**Work instructions**
Could you carry on the post below about quitting smoking, picking up right after its final sentence?

+++ Document extract

Attitude Is Everything

RoseH
Member
9 8 112

I smoked for over 50 years…  I am getting close to two years quit now.  Was it worth it?  You bet!  Is it hard to do?  Well let’s think about that!

 

Attitude is everything…  for life…  in general!  It can be a good day or a bad one…  and it is all up to me!  Being positive is the only way to accomplish anything!  Not so long ago, I used to feel like I was “missing” something by not smoking. And why was that?  Because a cigarette contains the drug, Nicotine.  And Nicotine is very addictive!

 

My life literally revolved around when  can I have my next cigarette?  Looking back and rethinking about when is ridiculous to me now!  Having another and another and another cigarette slowly destroys our health!  And I can prove it.  I have “COPD” which is Chronic Obstructive Pulmonary Disease, which is incurable.  There are medicines that can help me, but they are expensive.  They are a ball and chain around my life.  They are my lifeline.  I cannot quit them.  If I would have stopped smoking sooner, my body would be able to heal itself.  I lost that ability when the disease won!

 

But…  there is a bright side!  I don’t stop exercising anymore because I am out of breath.  Even with COPD I can live a better life…   if I just do not light up again.  One day at a time my life can be better!  So, quit!  Quit today!  Quit now!  Do not tell yourself that, “I’ll quit tomorrow.”  Tomorrow may never come!  Addiction gives us tons of excuses to put it off, another day and another day…  don’t fall into that trap, like I did!

++++++
+++ Listed entries

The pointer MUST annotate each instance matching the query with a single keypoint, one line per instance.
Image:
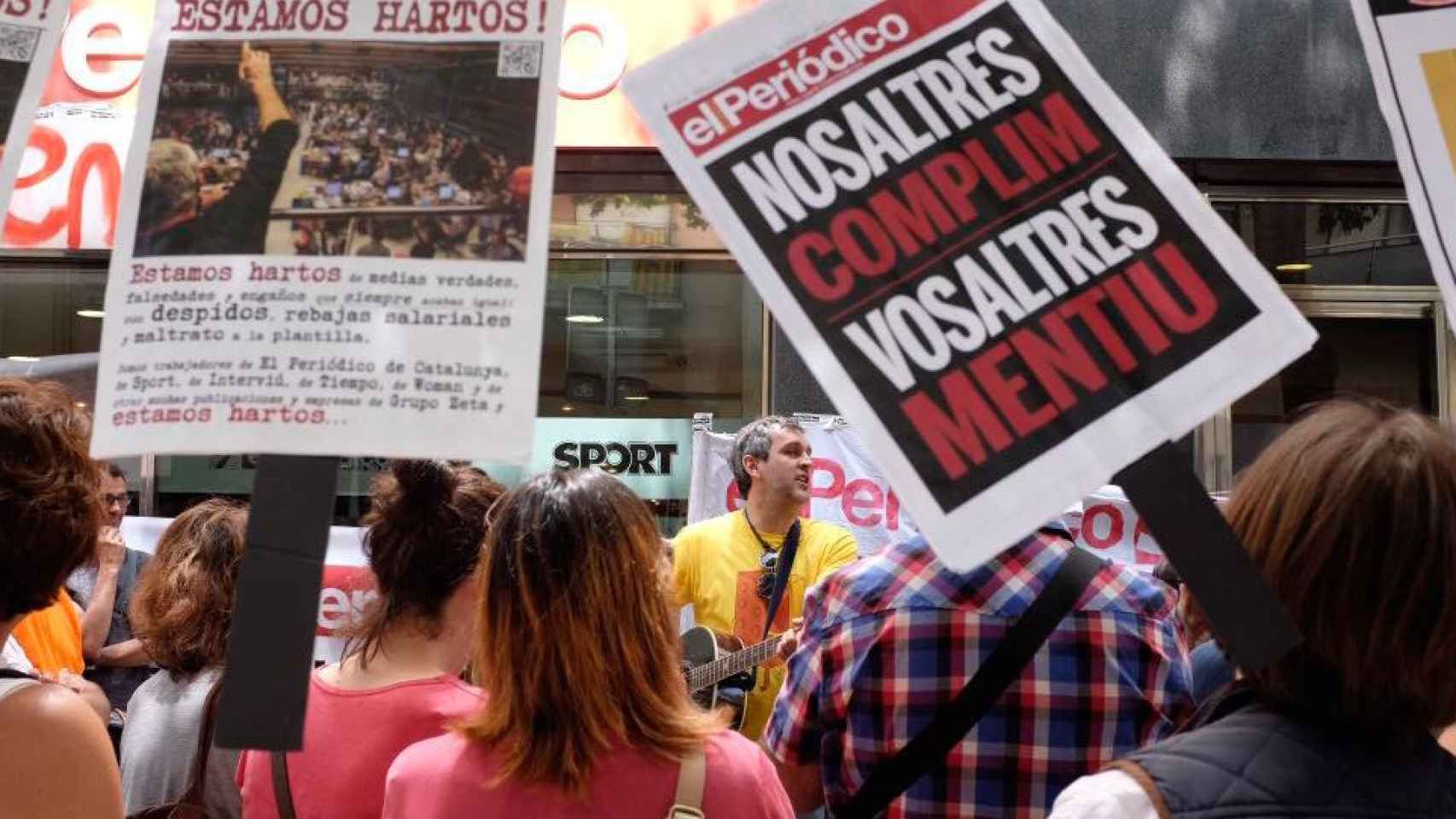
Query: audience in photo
(361, 148)
(55, 758)
(183, 613)
(399, 681)
(585, 710)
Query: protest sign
(993, 270)
(29, 31)
(990, 265)
(334, 241)
(335, 235)
(1411, 49)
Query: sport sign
(992, 266)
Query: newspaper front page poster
(990, 265)
(334, 230)
(1411, 49)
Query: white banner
(849, 491)
(979, 251)
(29, 31)
(334, 236)
(1411, 49)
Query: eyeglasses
(769, 563)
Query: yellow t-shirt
(717, 569)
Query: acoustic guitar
(711, 664)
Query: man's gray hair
(171, 183)
(757, 439)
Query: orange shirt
(51, 637)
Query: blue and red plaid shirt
(894, 636)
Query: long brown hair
(577, 641)
(1352, 518)
(426, 530)
(50, 493)
(183, 608)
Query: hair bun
(424, 482)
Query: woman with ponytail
(587, 710)
(399, 680)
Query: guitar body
(703, 646)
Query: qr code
(18, 43)
(520, 60)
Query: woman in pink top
(399, 681)
(587, 710)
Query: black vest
(1249, 761)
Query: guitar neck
(728, 665)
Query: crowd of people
(523, 651)
(356, 146)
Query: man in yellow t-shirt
(724, 566)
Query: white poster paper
(990, 265)
(29, 31)
(1411, 49)
(334, 235)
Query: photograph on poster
(342, 148)
(16, 47)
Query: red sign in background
(70, 177)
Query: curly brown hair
(183, 608)
(50, 493)
(426, 531)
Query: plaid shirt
(891, 637)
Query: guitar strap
(782, 567)
(957, 717)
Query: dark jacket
(1253, 761)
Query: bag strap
(204, 748)
(282, 794)
(781, 569)
(688, 804)
(957, 717)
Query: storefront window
(1392, 360)
(1332, 243)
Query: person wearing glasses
(725, 566)
(102, 587)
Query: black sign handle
(270, 651)
(1241, 607)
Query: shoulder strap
(204, 748)
(282, 794)
(690, 779)
(957, 717)
(781, 573)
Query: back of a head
(1352, 518)
(579, 645)
(183, 607)
(426, 530)
(50, 502)
(169, 185)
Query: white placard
(29, 31)
(361, 272)
(979, 251)
(1411, 49)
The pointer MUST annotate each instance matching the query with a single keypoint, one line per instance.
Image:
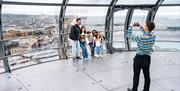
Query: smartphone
(136, 24)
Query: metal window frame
(61, 30)
(2, 44)
(108, 26)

++++++

**Output of the task**
It took me a long time to “get it” as far as the “addiction” goes.  I always told myself I can quit any time I want to.  But that was a downright lie!  The addictive drug, Nicotine, whispered all kinds of non-truths into my mind.  I had to read and get all kinds of information on how smoking destroyed me!

 

This Community will help you learn everything you can about how terrible smoking is.  Simply put, “Community Is Strength”.   It would be so much harder if I did not have the support of this Community and others I joined along the way.  Get all the information you can from asking questions, reading posts here and searching for answers anywhere you can.  The book, “Quitting Smoking the Easy Way” by Allen Carr helped me very much!  Knowledge is power.  Attitude and knowledge are powerful tools.  Not being able to breath is a good reason to quit too!  And I am not laughing after I say that!

 

Positive attitude is everything!  If I knew how powerful my negative thoughts were before I quit smoking, I would have quit much sooner!  Don’t defeat yourself with negative thoughts!  I had my first cigarette at 14 years old and there were years of smoking when a lighted cigarette was always near me…  As I look back now, I have such regret!  Don’t do that to yourself!  The sooner you quit, the better off you will be…  Period!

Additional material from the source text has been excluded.